Dataset records>
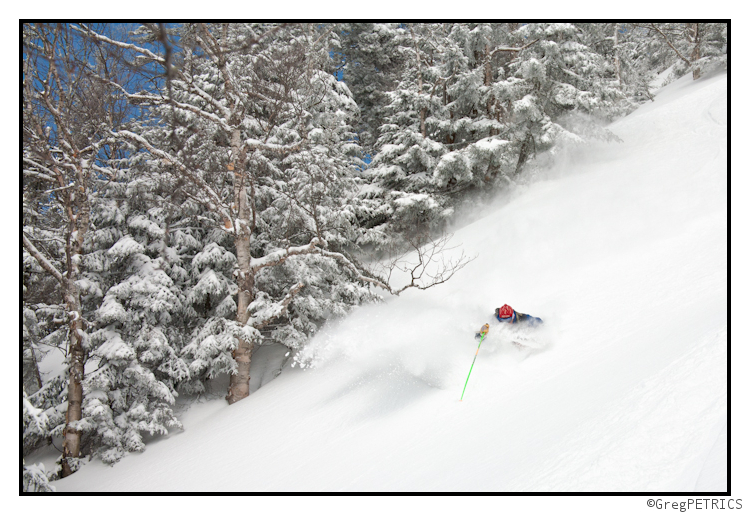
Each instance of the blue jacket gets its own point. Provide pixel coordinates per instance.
(519, 318)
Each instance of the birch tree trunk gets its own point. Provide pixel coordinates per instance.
(696, 51)
(617, 55)
(239, 381)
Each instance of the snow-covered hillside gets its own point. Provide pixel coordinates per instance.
(621, 249)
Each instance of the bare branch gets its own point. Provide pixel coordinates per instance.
(268, 315)
(43, 261)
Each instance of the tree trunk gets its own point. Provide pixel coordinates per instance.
(79, 211)
(71, 436)
(696, 51)
(239, 381)
(617, 55)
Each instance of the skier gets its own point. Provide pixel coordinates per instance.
(508, 315)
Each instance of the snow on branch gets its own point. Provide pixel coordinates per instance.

Task directions>
The records above are to be transcribed exactly, with every picture left out.

Answer to this exercise>
Each instance of the blue jacket gets its own point. Provide pixel coordinates per instance.
(519, 318)
Each instance of the birch tree trunk gets its own point. Provide pixel coordinates per instance.
(696, 51)
(617, 55)
(239, 381)
Each instance of the snow-covered hillside gets its own point. Provide pixel coordinates per instance.
(621, 249)
Each instance of the bare branch gets its own point. Provide pixel coordinates per instance.
(268, 315)
(43, 261)
Each instance of the tree trunk gets its own point. Provide pixel coordinates per instance.
(79, 211)
(71, 436)
(696, 51)
(239, 381)
(617, 55)
Each instance of the skier gets its own point. Provide pixel coordinates per instance.
(508, 315)
Each instance of the snow on branch gets its own point. Provide pixel coordinates per instance.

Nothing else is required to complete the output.